[Start of Supplied data]

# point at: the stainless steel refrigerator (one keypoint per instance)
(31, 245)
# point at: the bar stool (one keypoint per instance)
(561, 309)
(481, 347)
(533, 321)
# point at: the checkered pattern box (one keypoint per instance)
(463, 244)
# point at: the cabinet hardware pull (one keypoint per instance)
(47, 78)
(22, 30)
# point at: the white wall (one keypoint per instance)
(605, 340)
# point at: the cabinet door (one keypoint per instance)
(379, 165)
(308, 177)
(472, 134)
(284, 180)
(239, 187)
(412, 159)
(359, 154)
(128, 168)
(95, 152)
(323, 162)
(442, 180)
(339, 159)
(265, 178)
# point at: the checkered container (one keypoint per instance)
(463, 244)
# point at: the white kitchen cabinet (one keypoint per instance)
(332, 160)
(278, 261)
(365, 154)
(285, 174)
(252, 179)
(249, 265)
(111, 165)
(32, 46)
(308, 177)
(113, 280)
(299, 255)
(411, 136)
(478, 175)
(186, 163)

[End of Supplied data]

What the task asks: Copy the lines above word for word, including every record.

The reply:
# point at: the stainless steel refrigerator (one keypoint per instance)
(31, 245)
# point at: the bar stool (one keypoint per instance)
(561, 309)
(481, 347)
(533, 321)
# point at: the checkered pattern box (one keypoint per instance)
(463, 244)
# point at: the cabinet hardware pull (one keypoint per instance)
(47, 78)
(22, 30)
# point at: the white wall (one keypoint per instance)
(605, 340)
# point at: the cabinet door (one keypoint per instance)
(379, 165)
(308, 177)
(472, 134)
(284, 180)
(239, 187)
(412, 159)
(359, 154)
(128, 168)
(95, 152)
(323, 162)
(442, 180)
(339, 159)
(265, 178)
# point at: the checkered container (one keypoint per instance)
(463, 244)
# point at: the white kitchen cabinet (one keypoint per instance)
(332, 160)
(278, 261)
(365, 154)
(285, 174)
(252, 179)
(249, 265)
(111, 165)
(32, 46)
(308, 177)
(113, 280)
(299, 255)
(411, 136)
(478, 175)
(186, 163)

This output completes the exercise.